== Required work ==
Reproduce every one of the rows below word for word, keeping each line unchanged.
————
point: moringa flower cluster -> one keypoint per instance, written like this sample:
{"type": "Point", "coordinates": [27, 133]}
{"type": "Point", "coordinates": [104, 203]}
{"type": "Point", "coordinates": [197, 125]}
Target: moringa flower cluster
————
== Final answer ==
point: moringa flower cluster -> one keypoint per instance, written like this sample:
{"type": "Point", "coordinates": [27, 133]}
{"type": "Point", "coordinates": [104, 203]}
{"type": "Point", "coordinates": [197, 125]}
Target: moringa flower cluster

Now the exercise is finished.